● TASK STATEMENT: Reproduce every line of the records below, including the request, and raise each bounding box coordinate in the answers by 24.

§ §

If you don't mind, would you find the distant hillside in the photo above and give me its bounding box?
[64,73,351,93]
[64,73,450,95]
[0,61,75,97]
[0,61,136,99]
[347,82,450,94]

§ §

● RESPONSE TO THE TASK:
If you don't mind, would you find the distant hillside in the photo above and give me its bounding box?
[88,97,375,117]
[88,97,474,119]
[24,85,99,121]
[24,85,160,123]
[371,106,474,118]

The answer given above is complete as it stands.